EXTRACTED DATA section start

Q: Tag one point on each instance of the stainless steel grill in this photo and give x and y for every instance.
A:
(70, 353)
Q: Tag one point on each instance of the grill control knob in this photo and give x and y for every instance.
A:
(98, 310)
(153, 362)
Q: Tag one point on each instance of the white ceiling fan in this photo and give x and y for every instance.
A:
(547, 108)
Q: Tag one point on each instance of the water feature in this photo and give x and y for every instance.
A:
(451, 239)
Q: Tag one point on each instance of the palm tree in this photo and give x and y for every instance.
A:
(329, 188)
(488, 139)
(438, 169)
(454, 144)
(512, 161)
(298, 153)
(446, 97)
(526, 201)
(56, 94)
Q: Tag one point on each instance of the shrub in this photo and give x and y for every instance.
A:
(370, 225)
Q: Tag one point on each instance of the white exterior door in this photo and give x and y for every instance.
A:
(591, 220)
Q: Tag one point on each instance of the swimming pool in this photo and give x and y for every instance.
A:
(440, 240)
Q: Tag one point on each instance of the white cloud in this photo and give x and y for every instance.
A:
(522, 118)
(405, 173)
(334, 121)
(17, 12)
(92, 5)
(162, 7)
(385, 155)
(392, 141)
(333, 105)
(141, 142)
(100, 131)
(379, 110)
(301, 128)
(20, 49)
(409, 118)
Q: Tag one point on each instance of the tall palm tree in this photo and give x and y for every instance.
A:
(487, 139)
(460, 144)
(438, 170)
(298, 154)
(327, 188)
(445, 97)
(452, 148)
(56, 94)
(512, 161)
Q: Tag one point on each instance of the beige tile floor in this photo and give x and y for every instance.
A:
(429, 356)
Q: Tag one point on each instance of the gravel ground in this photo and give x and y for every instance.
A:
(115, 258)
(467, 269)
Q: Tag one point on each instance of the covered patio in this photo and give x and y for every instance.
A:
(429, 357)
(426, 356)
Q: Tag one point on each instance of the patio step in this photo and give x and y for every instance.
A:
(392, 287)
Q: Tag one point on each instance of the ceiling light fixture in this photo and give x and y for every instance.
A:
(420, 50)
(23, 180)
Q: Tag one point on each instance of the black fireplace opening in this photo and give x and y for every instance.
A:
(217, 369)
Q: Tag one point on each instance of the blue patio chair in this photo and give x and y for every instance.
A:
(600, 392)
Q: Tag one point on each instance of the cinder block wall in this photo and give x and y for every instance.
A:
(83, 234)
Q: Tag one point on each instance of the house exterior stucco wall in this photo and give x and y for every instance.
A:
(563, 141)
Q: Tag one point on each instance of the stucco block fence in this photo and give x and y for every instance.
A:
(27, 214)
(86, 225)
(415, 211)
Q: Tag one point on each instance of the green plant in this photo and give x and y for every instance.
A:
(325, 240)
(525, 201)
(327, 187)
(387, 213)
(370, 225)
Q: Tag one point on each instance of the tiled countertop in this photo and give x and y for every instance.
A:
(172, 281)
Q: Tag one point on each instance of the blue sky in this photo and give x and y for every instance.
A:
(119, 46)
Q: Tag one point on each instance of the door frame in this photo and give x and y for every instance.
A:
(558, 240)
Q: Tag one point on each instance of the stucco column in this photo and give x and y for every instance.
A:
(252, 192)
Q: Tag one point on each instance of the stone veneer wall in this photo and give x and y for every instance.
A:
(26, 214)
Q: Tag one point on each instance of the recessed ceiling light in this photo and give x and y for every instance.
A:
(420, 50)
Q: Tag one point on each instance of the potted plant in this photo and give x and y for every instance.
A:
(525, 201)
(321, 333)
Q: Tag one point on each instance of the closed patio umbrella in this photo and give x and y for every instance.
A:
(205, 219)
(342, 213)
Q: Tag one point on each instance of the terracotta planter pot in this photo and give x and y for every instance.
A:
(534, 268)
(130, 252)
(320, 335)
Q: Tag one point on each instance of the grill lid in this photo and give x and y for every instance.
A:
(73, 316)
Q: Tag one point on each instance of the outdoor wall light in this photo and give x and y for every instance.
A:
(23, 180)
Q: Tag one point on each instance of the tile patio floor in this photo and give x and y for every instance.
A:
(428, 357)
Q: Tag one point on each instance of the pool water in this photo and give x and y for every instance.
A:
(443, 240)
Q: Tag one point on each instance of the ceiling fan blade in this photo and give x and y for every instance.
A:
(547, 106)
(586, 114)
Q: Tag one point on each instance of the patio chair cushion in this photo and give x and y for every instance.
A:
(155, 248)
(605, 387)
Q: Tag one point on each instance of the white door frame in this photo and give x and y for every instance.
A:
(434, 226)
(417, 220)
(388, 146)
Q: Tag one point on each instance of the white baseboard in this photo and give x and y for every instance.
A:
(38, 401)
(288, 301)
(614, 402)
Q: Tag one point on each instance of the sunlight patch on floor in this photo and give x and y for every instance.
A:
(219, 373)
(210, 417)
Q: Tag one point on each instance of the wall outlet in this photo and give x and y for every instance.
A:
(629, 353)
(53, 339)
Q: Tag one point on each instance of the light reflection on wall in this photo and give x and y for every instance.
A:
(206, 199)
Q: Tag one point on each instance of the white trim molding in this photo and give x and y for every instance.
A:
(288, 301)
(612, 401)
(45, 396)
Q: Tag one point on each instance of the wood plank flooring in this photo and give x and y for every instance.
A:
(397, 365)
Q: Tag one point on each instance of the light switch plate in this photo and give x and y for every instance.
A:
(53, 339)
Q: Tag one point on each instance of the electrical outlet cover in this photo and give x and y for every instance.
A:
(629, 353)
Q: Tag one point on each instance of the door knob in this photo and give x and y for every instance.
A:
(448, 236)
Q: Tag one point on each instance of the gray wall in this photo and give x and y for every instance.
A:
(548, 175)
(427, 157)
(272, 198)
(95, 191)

EXTRACTED DATA section end
EXTRACTED DATA section start

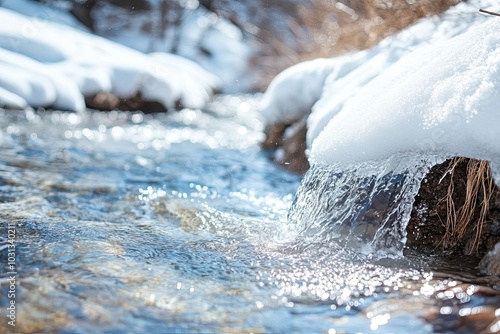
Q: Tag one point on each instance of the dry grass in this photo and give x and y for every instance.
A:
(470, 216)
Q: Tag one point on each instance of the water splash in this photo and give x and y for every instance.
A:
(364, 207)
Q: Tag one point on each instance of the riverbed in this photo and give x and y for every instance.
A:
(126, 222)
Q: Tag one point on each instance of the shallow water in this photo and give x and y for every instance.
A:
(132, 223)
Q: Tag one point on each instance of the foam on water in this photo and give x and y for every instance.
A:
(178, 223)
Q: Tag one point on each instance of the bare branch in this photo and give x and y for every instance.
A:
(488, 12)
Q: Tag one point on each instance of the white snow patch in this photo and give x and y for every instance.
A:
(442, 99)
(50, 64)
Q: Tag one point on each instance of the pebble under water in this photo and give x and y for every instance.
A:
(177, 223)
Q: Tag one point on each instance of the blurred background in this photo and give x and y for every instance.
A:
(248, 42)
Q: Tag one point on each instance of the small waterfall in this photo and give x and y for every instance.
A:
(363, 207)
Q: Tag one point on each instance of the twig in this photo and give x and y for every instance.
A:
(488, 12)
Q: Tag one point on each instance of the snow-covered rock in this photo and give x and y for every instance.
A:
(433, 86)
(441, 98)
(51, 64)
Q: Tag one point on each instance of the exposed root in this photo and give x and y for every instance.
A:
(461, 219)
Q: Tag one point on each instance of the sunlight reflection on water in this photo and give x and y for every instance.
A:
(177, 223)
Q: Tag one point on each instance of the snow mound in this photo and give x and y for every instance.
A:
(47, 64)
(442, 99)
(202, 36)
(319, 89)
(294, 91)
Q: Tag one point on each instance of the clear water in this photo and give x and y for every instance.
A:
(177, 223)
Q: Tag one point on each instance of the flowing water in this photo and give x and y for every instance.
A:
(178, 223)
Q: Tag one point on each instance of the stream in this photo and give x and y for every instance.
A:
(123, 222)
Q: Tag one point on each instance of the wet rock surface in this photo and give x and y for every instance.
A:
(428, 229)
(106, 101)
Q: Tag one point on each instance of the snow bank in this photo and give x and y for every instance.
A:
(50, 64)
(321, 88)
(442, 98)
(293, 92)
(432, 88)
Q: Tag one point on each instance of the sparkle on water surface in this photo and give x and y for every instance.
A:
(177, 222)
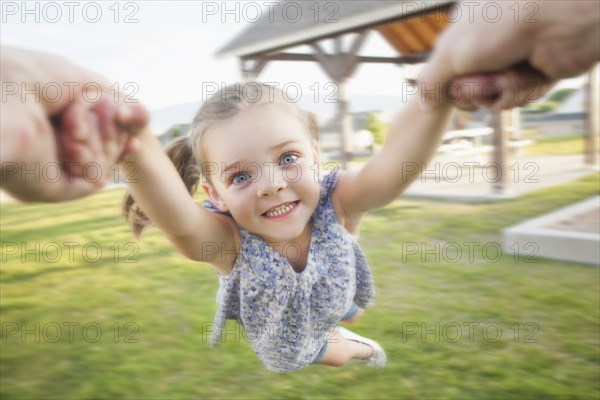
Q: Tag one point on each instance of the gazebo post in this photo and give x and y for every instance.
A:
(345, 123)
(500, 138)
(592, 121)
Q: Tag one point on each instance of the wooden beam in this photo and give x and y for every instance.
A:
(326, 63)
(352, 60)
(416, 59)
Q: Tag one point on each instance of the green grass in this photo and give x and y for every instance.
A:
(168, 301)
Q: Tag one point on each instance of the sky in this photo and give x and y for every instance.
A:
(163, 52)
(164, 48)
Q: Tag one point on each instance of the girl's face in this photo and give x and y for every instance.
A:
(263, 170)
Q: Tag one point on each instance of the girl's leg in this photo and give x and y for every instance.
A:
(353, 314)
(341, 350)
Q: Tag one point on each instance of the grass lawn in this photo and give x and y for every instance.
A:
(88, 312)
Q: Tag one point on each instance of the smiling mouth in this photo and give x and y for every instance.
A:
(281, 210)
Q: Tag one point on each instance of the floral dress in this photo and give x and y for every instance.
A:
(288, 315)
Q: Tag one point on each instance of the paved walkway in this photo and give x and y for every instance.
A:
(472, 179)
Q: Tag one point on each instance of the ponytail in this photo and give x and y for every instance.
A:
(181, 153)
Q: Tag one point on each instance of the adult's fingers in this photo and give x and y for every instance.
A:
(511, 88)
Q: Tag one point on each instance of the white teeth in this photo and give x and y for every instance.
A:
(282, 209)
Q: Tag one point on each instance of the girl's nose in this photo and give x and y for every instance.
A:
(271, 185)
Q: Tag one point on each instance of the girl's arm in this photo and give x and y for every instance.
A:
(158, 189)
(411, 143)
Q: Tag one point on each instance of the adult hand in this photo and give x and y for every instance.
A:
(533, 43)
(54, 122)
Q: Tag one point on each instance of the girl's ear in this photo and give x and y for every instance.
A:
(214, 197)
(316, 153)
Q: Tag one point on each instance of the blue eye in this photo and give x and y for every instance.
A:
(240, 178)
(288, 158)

EXTRACTED DATA section end
EXTRACTED DATA section start

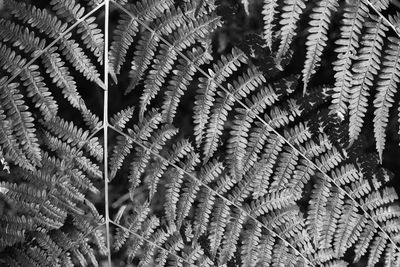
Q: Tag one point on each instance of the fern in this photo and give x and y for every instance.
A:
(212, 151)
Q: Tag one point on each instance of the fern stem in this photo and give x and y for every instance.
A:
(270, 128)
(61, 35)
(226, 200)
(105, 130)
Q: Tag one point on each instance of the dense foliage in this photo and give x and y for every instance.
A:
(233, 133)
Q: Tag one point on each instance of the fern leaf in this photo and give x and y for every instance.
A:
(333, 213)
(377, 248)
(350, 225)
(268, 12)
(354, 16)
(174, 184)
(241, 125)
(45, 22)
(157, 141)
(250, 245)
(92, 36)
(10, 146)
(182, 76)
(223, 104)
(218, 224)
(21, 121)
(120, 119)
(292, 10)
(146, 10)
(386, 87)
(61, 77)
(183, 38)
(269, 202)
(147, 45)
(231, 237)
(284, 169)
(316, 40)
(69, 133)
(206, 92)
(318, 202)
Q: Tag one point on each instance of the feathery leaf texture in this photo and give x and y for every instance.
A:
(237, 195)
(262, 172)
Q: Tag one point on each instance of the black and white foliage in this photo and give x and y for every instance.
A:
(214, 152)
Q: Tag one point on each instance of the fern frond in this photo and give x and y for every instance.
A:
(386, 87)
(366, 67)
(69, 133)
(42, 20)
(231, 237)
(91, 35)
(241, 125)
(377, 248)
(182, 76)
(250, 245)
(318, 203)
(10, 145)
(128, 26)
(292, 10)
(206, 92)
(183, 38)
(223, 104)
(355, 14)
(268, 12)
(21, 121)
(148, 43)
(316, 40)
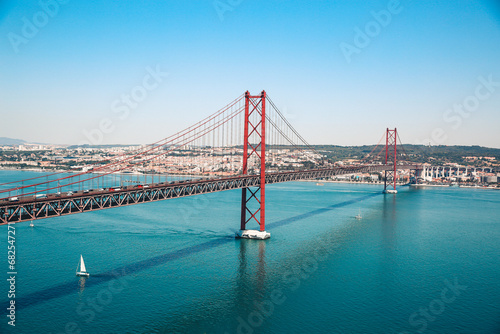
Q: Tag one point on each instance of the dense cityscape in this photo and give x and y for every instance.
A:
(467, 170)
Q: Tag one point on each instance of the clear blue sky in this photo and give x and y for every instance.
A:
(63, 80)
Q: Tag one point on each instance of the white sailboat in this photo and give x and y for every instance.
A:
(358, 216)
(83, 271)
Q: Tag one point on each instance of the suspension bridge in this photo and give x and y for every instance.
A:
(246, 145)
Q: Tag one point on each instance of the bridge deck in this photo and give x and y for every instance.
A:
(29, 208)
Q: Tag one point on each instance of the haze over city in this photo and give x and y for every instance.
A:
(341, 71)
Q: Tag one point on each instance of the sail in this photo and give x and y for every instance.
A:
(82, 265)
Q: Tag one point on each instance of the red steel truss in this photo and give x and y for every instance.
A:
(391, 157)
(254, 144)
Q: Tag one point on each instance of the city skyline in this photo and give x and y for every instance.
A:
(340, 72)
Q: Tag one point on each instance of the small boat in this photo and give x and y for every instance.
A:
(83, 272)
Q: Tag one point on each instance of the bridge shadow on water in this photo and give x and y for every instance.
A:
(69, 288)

EXTRACTED DATA section end

## INSTRUCTIONS FOR THE TASK
Count the lines in the records above that contain the word "reflection", and reply with that number alone.

## TASK RESULT
2